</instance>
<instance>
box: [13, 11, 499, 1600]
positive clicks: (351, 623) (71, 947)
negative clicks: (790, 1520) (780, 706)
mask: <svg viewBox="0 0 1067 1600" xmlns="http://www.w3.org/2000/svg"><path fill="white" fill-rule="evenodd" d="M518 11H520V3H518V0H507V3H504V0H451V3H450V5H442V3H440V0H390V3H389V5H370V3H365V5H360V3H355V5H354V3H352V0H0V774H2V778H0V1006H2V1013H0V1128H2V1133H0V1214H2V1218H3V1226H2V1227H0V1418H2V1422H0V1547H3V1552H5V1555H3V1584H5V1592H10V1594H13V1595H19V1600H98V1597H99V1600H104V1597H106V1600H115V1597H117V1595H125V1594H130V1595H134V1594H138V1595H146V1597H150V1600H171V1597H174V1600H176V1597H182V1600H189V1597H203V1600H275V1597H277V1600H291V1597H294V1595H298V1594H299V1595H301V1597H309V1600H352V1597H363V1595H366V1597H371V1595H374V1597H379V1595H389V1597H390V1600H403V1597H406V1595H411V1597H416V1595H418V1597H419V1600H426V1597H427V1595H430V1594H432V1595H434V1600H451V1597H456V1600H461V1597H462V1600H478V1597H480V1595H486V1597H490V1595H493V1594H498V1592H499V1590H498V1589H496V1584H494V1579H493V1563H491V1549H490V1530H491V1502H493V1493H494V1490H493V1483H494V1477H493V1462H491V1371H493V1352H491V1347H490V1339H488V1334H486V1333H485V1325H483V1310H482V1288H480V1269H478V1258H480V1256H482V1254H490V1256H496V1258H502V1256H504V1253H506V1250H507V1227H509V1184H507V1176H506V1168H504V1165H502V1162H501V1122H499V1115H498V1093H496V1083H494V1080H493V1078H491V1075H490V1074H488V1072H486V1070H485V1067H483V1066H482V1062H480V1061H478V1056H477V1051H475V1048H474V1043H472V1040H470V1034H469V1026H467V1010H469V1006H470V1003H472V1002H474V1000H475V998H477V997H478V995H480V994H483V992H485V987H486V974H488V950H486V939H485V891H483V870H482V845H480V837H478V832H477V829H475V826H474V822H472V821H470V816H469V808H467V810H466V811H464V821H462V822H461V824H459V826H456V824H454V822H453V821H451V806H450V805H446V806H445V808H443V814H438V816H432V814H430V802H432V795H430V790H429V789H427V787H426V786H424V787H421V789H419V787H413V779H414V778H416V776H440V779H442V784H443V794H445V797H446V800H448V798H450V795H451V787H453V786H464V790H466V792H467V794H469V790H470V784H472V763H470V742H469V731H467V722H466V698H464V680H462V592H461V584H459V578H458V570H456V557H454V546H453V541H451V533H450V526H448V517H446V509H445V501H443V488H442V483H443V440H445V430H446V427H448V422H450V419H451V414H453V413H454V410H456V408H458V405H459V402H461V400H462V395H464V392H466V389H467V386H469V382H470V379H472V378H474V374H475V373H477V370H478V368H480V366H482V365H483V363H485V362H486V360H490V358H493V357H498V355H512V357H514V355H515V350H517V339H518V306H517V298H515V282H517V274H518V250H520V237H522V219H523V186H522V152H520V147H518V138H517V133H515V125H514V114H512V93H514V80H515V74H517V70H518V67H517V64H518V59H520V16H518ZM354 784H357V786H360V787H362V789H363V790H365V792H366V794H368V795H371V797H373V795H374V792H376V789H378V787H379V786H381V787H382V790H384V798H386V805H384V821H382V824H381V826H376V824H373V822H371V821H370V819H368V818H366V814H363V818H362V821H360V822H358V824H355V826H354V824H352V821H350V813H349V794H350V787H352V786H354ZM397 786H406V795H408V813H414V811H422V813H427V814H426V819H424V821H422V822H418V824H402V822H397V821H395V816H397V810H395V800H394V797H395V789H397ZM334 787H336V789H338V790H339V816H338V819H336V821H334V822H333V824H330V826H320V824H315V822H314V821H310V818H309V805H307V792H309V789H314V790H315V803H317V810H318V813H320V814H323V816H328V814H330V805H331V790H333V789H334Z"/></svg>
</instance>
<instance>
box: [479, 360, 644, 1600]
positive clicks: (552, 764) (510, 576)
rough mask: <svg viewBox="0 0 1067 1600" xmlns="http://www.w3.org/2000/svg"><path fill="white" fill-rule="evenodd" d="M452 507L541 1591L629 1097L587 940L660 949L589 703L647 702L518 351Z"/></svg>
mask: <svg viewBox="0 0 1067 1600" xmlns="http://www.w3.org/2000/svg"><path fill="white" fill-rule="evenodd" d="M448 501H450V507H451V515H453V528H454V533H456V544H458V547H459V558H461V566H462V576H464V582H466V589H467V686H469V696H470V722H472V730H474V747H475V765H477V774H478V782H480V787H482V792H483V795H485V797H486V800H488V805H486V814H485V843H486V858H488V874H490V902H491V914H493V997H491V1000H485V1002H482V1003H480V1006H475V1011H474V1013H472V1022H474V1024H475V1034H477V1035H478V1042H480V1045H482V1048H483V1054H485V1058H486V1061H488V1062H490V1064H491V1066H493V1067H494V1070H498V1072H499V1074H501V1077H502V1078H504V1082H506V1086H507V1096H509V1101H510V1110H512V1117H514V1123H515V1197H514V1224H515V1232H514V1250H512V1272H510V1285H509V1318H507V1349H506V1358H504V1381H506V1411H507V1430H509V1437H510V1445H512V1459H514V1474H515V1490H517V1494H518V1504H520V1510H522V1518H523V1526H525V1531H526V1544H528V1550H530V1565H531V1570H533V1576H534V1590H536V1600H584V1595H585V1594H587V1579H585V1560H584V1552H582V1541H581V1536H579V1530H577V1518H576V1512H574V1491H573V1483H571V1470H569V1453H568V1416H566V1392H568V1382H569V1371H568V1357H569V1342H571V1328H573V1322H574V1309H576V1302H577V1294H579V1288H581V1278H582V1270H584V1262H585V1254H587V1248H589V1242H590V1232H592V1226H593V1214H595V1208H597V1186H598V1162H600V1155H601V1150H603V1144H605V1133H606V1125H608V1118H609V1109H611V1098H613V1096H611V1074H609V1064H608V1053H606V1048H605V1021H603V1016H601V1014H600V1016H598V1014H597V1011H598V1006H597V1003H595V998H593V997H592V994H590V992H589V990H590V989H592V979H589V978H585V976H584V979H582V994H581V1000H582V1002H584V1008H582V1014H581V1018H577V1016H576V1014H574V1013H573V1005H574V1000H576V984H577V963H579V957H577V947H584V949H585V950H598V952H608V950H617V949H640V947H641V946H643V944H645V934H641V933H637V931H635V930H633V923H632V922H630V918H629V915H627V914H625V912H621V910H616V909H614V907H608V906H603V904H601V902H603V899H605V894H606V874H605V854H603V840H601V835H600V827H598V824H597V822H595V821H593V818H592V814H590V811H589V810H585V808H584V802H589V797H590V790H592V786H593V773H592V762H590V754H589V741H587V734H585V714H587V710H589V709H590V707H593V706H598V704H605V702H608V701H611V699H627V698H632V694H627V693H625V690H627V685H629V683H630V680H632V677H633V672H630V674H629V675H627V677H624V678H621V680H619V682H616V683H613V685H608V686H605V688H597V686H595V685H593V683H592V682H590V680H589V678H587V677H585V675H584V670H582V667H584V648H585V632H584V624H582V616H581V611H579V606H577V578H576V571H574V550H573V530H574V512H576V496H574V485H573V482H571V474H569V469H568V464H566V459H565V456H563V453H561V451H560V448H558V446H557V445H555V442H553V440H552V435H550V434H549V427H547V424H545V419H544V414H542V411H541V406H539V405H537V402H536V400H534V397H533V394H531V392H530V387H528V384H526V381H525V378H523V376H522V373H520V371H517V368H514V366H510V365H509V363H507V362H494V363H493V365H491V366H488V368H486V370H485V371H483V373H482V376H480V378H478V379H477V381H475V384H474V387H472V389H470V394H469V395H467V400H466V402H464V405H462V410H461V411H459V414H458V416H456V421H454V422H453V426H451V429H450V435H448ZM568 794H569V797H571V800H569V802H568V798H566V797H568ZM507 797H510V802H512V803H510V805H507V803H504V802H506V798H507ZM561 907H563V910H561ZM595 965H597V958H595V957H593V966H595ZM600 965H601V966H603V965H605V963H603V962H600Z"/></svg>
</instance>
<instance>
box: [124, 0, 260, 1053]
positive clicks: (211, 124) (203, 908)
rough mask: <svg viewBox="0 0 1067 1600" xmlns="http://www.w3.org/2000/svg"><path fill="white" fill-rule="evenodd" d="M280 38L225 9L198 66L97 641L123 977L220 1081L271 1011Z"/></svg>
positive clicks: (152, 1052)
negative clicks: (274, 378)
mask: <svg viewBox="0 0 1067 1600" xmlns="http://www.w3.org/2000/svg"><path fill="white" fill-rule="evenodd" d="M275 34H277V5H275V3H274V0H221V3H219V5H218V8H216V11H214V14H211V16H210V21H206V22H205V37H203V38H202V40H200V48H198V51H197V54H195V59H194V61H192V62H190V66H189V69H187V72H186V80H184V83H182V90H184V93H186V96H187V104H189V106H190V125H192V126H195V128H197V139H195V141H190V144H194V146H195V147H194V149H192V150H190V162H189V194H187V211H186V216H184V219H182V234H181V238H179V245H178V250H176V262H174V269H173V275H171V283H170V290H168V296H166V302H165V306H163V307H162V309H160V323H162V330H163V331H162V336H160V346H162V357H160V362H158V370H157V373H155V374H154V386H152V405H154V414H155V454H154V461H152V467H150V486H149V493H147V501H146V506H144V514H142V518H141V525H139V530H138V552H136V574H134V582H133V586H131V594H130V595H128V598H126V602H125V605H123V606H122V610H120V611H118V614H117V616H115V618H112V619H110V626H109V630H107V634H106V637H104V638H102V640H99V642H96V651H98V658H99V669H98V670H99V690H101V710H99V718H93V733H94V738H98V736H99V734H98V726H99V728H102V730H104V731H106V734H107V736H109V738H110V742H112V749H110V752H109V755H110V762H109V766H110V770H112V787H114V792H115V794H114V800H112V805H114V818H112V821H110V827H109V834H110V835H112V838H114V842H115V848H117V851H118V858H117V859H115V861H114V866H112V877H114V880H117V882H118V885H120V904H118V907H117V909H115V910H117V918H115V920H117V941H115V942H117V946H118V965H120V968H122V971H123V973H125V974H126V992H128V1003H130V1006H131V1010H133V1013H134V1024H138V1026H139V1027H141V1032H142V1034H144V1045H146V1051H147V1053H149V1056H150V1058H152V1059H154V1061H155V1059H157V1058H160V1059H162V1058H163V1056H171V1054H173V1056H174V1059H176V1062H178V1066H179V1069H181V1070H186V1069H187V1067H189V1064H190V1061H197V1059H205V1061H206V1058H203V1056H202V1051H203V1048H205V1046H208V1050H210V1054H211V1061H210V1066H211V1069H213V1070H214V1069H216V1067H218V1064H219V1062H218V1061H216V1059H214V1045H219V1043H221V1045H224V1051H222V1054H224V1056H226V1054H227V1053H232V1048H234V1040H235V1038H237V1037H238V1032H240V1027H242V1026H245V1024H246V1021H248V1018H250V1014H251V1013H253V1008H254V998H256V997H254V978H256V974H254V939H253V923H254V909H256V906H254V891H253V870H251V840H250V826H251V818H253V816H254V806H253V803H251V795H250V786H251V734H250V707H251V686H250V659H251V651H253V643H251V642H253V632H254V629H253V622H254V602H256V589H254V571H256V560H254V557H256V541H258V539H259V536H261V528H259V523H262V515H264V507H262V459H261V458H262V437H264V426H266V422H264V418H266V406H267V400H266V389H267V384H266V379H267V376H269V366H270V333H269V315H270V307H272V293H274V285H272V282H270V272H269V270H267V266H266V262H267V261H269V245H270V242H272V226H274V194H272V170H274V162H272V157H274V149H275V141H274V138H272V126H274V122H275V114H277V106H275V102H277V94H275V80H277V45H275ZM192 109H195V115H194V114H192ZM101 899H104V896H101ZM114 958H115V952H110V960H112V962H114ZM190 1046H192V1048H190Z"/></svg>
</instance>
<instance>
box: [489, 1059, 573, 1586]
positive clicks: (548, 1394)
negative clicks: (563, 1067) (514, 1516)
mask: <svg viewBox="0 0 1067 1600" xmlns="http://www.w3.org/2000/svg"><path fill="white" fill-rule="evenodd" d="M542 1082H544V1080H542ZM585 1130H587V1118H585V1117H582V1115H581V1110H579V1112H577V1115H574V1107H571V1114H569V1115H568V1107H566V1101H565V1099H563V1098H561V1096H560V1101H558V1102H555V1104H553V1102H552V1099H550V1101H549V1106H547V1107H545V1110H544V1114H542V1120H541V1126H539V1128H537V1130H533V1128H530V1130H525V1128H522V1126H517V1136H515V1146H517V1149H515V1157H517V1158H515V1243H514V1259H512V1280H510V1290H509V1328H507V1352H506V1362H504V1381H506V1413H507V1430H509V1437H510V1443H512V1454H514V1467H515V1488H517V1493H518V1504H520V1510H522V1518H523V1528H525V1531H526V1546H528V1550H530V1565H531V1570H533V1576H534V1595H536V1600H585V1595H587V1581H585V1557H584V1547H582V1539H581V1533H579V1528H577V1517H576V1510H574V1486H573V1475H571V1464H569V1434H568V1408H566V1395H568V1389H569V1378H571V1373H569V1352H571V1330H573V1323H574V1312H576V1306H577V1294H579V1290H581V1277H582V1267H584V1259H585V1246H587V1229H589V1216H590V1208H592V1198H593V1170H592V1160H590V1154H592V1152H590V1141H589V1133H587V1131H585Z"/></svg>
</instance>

☆ ☆ ☆ ☆

WORK INSTRUCTIONS:
Please reproduce the listing above word for word, starting at its first line and ending at the line containing "negative clicks: (790, 1520) (780, 706)". Include both of those lines.

YOUR RESPONSE:
</instance>
<instance>
box: [13, 11, 499, 1600]
positive clicks: (351, 623) (71, 947)
negative clicks: (790, 1520) (780, 706)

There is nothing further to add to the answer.